** Begin **

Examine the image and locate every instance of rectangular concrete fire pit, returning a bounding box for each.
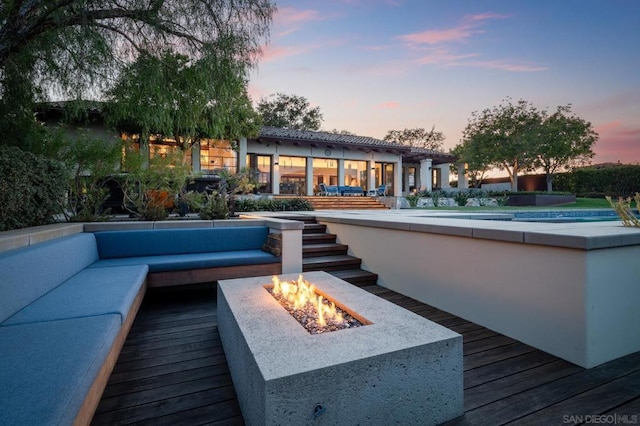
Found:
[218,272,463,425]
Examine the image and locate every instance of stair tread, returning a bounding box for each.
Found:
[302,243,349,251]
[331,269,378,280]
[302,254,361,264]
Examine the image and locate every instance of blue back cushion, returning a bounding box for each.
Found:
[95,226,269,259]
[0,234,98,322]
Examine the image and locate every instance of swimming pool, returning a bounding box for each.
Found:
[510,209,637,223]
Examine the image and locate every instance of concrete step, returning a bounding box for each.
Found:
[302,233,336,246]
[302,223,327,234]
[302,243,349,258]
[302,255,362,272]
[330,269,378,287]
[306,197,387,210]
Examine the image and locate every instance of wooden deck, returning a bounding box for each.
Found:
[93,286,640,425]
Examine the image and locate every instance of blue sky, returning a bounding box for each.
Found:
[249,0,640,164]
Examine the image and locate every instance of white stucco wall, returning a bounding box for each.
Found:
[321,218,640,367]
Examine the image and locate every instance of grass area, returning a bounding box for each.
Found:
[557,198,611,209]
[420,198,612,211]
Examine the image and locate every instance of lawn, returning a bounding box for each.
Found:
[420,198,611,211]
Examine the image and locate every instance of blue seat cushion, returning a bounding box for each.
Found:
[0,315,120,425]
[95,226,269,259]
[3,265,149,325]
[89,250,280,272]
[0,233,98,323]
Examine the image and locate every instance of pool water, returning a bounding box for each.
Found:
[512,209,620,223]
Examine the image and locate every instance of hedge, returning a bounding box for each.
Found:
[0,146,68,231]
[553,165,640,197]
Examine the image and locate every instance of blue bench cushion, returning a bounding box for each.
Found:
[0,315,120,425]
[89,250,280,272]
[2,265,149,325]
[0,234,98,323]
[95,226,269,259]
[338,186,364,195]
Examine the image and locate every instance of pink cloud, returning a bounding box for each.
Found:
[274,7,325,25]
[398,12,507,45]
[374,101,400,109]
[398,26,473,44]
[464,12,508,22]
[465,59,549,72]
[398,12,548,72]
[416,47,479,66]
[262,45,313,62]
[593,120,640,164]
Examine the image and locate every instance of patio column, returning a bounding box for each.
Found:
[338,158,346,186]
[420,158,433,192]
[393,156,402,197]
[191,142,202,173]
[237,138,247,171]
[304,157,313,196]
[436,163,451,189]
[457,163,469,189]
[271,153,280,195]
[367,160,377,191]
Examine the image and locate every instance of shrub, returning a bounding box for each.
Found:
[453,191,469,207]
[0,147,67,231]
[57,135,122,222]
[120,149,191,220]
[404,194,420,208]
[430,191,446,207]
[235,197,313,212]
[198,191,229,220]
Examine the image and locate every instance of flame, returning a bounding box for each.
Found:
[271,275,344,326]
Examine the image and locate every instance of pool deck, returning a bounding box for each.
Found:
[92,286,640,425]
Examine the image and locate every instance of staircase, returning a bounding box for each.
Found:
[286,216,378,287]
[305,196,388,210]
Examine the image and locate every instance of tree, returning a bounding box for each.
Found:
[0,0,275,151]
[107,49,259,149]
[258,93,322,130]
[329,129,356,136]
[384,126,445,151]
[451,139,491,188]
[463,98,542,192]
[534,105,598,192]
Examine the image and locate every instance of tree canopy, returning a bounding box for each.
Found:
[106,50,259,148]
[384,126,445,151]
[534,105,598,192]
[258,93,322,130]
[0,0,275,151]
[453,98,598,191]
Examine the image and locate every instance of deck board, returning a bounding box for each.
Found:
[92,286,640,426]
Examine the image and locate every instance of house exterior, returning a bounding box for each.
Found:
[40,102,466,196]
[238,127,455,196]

** End **

**EXERCISE INSTRUCTIONS**
Pull out every line of the data above that contains the word "pool", matching case exactly.

**EXERCISE RESULT**
Examine the image and locate every instance of swimming pool, returning a bounding box for each.
Examine the image and locate every instance of pool water, returning a bounding box for each.
Examine the image and locate every instance of pool deck, returning a bounding box for each.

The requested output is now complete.